▶ Provided passage:
(begin)

Last year Vitter told colleagues on the Senate floor, “It is very appropriate and well overdue that we in the Senate focus on nurturing, upholding, preserving and protecting such a fundamental social institution as traditional marriage.”
The words are coming back to haunt Vitter, who is married, following his admission this week that his phone number appeared in the records of the “D.C. Madam,” Deborah Jeane Palfrey, whom prosecutors have accused of running a prostitution ring.
“You need to read his speech about marriage, and if you read that speech and compare it to his behavior you can certainly conclude there is hypocrisy there,” Vitter’s colleague and one of the Senate’s 15 female members, Sen. Barbara Boxer (D-Calif.), said.
“Several years ago, when folks who were focused on the health of marriage and the upbringing of children from around the country gathered to begin the attack on this problem, they came to the Congress with the idea of proposing a constitutional amendment,” Vitter said last year when an amendment banning gay marriage reached the Senate floor. “I was in the House at the time, and I was honored that I was one of the four House Republicans … whom these leaders approached to be the original co-authors of this constitutional amendment.”
Vitter went on to say that “a lot of folks in Washington don’t fully understand” the importance of preserving and protecting marriage.
“Folks in Louisiana want those values upheld,” he said.
“Again, rather than focus on all these new government programs, new little ideas that we run to the floor of the Senate with every day, let’s take time to remember and focus on truly significant, enduring social institutions.”
Vitter has not been seen on Capitol Hill since he issued a statement on Monday pre-empting questions about his relationship with the escort service.
“This was a very serious sin in my past for which I am, of course, completely responsible,” he wrote.
Vitter skipped yesterday’s afternoon vote on an amendment to the Department of Defense authorization bill.
Vitter’s spokesman did not respond to requests for comment.
“It’s hypocritical,” one of the few openly gay lawmakers in the House, Rep. Barney Frank (D-Mass.), said of Vitter’s behavior.

(end)

▶ Extracted material:
(begin)

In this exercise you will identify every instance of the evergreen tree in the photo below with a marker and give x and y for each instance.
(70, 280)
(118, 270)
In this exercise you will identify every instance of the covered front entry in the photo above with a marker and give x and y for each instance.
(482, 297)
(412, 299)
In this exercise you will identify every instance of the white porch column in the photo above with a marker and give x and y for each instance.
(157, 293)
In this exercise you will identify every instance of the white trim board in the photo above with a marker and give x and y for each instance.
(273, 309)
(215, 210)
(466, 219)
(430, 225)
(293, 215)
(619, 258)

(end)

▶ Tasks to complete:
1. According to the article about Senator Vitter, what did he skip yesterday afternoon?
2. Write the next part of the article about Senator Vitter, picking up after its final sentence.

▶ Answers to the problems:
1. A vote on an amendment to the Department of Defense authorization bill.

2.
“My own view on this is that privacy and hypocrisy are separate issues. People have a right to privacy but not to hypocrisy. People should be held to the standards they would hold others to.”
Vitter also received criticism from the Democratic leadership.
Rep. John Larson (Conn.), vice chairman of the House Democratic Caucus, said Vitter’s outspoken stance on legislation defining marriage did not match his admission of having committed a “serious sin” in connection with an alleged prostitution ring.
“There’s never a shortage of hypocrisy around the Capitol, but it’s all the more reason people should be careful when casting stones,” Larson said. “Sometimes the people casting the stones find themselves in an ironic situation.
“On the face of it, of course it’s hypocritical,” he added. “That’s something that he has to deal with with his constituents.”
Vitter won election to Congress in 1999 in a special election to replace former Rep. Bob Livingston (R-La.). Livingston, who was poised to become House Speaker, announced his resignation after confessing to an extramarital affair. His revelation was especially damaging because it came in the midst of congressional impeachment proceedings against former President Bill Clinton.
The publisher of Hustler magazine, Larry Flynt, played a role in bringing Livingston’s affair to light then, and this week helped link Vitter to the D.C. Madam.
Vitter e-mailed a confession to the Associated Press Monday night after a Hustler editor contacted Vitter’s office to inform the lawmaker that his phone number had been found in the records of the escort service.
The circumstances of Vitter’s election also could come back to haunt him. Vitter said that Clinton should resign from office because of his relations with White House intern Monica Lewinsky.
“I think Livingston’s stepping down makes a very powerful argument that Clinton should resign as well and move beyond this mess,” Vitter told The Atlanta Journal-Constitution at the time.